Copy out all of the lines below, switching every "in this photo" to "in this image" and leaving the rest untouched.

▶ [Records to process]

◆ ◆ ◆ ◆ ◆ ◆ ◆

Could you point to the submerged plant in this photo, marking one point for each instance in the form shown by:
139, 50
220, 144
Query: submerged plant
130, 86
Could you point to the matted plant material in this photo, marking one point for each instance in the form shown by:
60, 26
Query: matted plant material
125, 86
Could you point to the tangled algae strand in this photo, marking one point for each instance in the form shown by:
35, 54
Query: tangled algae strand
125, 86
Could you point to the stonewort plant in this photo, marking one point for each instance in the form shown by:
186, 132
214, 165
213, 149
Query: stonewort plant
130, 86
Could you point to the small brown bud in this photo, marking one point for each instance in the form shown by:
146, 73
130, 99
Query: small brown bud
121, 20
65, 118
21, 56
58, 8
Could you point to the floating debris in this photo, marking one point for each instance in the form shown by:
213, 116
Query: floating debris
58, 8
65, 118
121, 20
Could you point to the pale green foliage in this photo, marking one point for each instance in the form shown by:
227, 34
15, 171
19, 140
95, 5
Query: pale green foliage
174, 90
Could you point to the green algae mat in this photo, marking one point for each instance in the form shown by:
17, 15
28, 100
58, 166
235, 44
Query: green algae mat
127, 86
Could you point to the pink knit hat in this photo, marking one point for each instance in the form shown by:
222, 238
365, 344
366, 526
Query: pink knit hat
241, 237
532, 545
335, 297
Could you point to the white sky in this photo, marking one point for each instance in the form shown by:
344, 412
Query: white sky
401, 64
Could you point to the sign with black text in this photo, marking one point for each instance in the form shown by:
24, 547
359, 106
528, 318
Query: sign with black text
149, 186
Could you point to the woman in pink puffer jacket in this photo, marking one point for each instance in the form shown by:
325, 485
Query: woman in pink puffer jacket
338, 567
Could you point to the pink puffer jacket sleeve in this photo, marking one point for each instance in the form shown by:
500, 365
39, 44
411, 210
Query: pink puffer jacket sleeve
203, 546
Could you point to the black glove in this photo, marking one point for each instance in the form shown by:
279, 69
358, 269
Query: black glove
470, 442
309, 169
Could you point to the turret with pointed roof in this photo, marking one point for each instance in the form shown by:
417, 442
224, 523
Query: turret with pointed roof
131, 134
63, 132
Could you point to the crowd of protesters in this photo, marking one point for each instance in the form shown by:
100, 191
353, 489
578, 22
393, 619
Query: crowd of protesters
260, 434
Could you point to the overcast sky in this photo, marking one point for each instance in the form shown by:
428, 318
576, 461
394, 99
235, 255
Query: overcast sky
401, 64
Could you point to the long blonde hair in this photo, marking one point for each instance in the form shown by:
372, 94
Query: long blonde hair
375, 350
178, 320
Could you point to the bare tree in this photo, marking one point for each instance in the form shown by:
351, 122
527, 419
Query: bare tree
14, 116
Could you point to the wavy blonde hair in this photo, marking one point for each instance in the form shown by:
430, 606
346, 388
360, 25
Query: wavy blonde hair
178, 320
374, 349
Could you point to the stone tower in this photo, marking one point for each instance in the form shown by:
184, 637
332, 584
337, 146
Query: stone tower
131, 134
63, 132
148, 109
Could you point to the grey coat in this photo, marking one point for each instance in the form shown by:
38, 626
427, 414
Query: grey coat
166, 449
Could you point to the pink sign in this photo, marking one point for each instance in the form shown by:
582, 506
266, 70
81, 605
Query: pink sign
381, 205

◆ ◆ ◆ ◆ ◆ ◆ ◆

▶ [Solution for this exercise]
Could you point to the submerged plant in this image, marking one point for each instance in the form shown by:
139, 50
220, 144
Query: submerged plant
130, 86
Could you point to the matted plant material in this image, marking one point for each instance in the form shown by:
60, 26
Query: matted plant material
125, 86
Could you point to the tangled algae strand in this image, marking one point for each instance in the form shown by:
35, 54
Query: tangled algae strand
125, 86
Could you point to the stonewort plant in this image, marking one point for each instance in the form shown by:
186, 132
214, 165
213, 149
Query: stonewort plant
130, 86
Could you point to the small brown bud in this image, marking one point for each instance in the form shown by:
146, 73
130, 99
Query: small brown bud
121, 20
65, 118
21, 56
58, 8
Could you point to the floating debris in this image, marking one point for each instance in the form shown by:
213, 116
Query: floating debris
58, 8
65, 118
121, 20
Could you point to the pale green foliage in this image, marking one point for each instance in the form shown by:
227, 34
15, 171
19, 140
95, 5
Query: pale green foliage
174, 90
Could you point to the green algae mat in this image, marking one point for each instance in the form shown by:
17, 15
28, 100
58, 166
235, 44
Query: green algae mat
127, 86
Could you point to the pink knit hat in this image, marking one point for each instance in the form shown by:
222, 238
365, 344
366, 526
Query: pink knit hat
241, 237
532, 545
335, 297
Could you point to the white sky in this image, marking one point for each instance in the form shown by:
344, 412
Query: white sky
401, 64
Could you point to the sign with black text in this image, marking one point for each instance in the form shown by:
24, 547
359, 106
528, 318
Query: sign with black text
149, 186
Could you point to the woman in pink puffer jacket in this image, marking one point for each instance in the form shown by:
325, 485
Query: woman in pink puffer jacket
338, 567
Could you point to the pink puffer jacket sleeve in this image, marking one point for each instance in the form shown by:
500, 365
39, 44
411, 210
Query: pink puffer jacket sleeve
203, 546
Could you point to the black glove in this image, marking one point for each instance in the form shown by:
279, 69
358, 269
Query: black glove
470, 442
309, 169
Could you point to the turret with pointed roof in this image, marking one point for each instance in the form shown by:
417, 442
224, 523
Query: turret with pointed roof
131, 134
63, 132
Could you point to the crowd of protesters in this image, marking one point for each instance in the form shown by:
100, 191
353, 489
578, 22
393, 619
Query: crowd of protesters
260, 434
Could you point to the overcast sky in this image, marking one point for each instance in the form shown by:
428, 318
576, 461
394, 99
235, 255
Query: overcast sky
401, 64
Could you point to the long blonde hair in this image, marking one point for each instance in the form shown by:
372, 94
Query: long blonde hair
375, 350
178, 320
Could you point to the bare tree in this image, marking one point for each instance in the form shown by:
351, 122
527, 419
Query: bare tree
14, 116
Could you point to the wavy blonde hair in this image, marking one point for each instance in the form shown by:
430, 606
346, 388
360, 25
Query: wavy blonde hair
178, 320
374, 349
Could you point to the stone tower in this image, marking one point for each instance in the form shown by:
184, 637
332, 584
337, 146
Query: stone tower
131, 134
63, 132
148, 109
Could you point to the grey coat in this image, marking one point for each instance in the form shown by:
38, 626
427, 414
Query: grey coat
166, 449
Could you point to the pink sign in this image, marking one point for each instance in the form shown by:
582, 506
266, 70
81, 605
Query: pink sign
381, 205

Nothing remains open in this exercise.